:: DATASET ENTRIES

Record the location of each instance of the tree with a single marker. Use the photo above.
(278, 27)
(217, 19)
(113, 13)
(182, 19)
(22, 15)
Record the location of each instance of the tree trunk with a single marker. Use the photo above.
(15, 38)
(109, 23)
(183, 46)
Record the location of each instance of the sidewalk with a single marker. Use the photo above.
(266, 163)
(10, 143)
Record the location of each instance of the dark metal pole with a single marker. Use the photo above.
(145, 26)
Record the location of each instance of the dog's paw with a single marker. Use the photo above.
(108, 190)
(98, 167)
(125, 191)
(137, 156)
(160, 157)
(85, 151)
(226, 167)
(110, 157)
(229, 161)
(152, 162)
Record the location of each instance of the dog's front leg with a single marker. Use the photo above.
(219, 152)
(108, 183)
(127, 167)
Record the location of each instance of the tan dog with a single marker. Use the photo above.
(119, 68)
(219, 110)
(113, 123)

::::

* _WHAT YOU WILL DO_:
Looking at the records above, please output exactly the lines that run from the one holding "Record the location of each instance of the dog's paw" to the final line, and only those.

* _EXERCISE RESULT_:
Record the location of each instance of the dog's paw with a single marker. Use the photo above.
(108, 190)
(98, 167)
(125, 191)
(137, 156)
(160, 157)
(85, 151)
(226, 167)
(110, 157)
(229, 161)
(152, 162)
Record the location of each instance of the dog's front leg with a single marker. Use the photo above.
(219, 152)
(108, 183)
(127, 167)
Record the location of each instance of the tan dog with a single marker. Use the photo above.
(119, 68)
(219, 110)
(113, 123)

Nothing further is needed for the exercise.